**WHAT YOU SHOULD DO**
Having found the line containing "x=265, y=473" in the data below, reproduce that line and each one after it to the end, exactly, and include nothing else.

**PROVIDED ENTRIES**
______________________________
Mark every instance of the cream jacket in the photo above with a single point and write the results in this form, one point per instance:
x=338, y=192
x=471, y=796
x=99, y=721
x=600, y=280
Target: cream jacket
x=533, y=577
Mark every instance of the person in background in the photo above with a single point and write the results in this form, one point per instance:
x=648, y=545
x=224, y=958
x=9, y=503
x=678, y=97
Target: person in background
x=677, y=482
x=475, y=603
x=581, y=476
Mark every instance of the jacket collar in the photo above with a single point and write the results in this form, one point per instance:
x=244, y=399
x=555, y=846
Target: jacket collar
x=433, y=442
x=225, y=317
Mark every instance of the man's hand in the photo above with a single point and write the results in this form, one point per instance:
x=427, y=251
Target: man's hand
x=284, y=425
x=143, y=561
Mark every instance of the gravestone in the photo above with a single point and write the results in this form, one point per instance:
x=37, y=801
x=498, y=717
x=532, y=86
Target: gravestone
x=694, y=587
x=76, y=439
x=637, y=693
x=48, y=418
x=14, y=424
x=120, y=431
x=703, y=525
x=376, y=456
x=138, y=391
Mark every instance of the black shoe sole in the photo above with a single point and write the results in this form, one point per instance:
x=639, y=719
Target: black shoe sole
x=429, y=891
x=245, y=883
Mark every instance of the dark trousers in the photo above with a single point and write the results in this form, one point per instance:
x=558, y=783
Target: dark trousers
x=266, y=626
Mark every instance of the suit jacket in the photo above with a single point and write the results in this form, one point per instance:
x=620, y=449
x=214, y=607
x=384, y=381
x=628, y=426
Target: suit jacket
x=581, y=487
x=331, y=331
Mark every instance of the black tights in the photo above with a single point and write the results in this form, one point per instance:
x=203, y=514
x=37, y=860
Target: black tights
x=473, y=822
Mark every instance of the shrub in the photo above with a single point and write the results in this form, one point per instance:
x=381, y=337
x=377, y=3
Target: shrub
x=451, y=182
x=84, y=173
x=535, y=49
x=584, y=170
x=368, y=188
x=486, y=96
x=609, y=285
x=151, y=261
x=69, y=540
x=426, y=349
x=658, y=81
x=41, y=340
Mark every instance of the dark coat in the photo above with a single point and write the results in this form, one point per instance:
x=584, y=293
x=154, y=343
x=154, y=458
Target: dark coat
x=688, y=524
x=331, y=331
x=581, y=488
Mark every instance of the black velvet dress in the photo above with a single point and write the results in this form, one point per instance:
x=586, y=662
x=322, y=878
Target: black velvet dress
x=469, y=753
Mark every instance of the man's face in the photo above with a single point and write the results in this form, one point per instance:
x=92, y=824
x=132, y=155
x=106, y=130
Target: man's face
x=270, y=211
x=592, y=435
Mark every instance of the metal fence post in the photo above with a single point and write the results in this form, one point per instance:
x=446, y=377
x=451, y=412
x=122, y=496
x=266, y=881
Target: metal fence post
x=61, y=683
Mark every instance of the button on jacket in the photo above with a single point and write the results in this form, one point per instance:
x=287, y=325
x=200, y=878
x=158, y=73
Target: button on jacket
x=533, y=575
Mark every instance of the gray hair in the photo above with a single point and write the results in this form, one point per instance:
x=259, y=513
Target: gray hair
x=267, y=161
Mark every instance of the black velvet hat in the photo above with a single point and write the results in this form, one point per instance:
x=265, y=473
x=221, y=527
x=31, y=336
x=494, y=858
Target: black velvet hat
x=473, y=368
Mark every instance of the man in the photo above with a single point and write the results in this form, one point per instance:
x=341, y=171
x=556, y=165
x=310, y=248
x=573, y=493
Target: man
______________________________
**OUTPUT BELOW**
x=265, y=473
x=221, y=527
x=31, y=336
x=494, y=858
Target: black velvet hat
x=473, y=368
Mark every instance of the man in the photo above with a single point and write the results in this form, one point per instance:
x=341, y=171
x=556, y=165
x=310, y=248
x=573, y=493
Target: man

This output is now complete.